What you should do =>
Copy every line of the records below word for word, leaving out the pictures.

Records shown =>
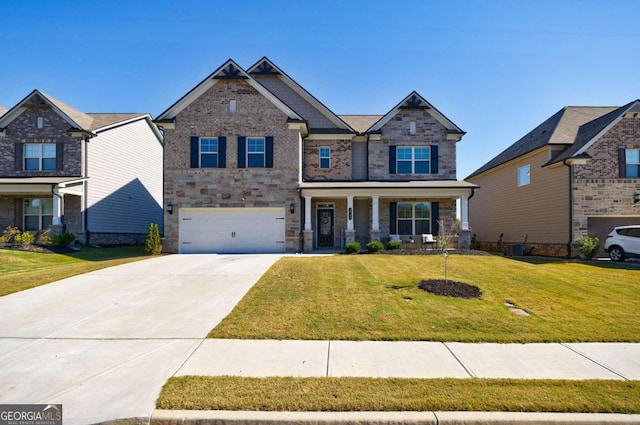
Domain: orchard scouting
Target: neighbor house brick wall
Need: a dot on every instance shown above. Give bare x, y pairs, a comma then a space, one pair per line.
23, 130
340, 160
209, 116
597, 188
396, 133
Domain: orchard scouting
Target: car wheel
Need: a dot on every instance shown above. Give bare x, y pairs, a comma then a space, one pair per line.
616, 253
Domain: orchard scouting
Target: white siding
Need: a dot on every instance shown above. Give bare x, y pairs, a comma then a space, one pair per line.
125, 179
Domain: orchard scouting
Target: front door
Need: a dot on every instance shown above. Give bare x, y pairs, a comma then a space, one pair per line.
325, 228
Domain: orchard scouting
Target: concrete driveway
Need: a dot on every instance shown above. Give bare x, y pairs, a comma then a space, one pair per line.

Response for this exercise =>
Domain: orchard scouting
Target: neighbor house brick wall
Need: a dot on every instance shown above. Give bare x, y pairs, a comma then a space, one pair per line.
23, 130
340, 160
209, 116
597, 188
396, 133
Domain: orchard scouting
Target: car wheel
Need: a dot on every instance shown above. Give bare x, y pairs, a comma then a space, one pair per line.
616, 253
Domain: orchard scouting
Target: white siding
Need: a dot on every instance shown above. Give bare x, y pairs, a comma then a space, one pair per line.
125, 179
Domain: orchard scouting
Target: front door
Need: a dot on every instance shown above. Give bare x, y pairs, a comma then a space, one pair per line.
325, 228
Domain: orchard scouting
Target: concrete driveway
Need: a dot on every instance shown above. Give bare x, y pairs, a comma then a space, one pair per line.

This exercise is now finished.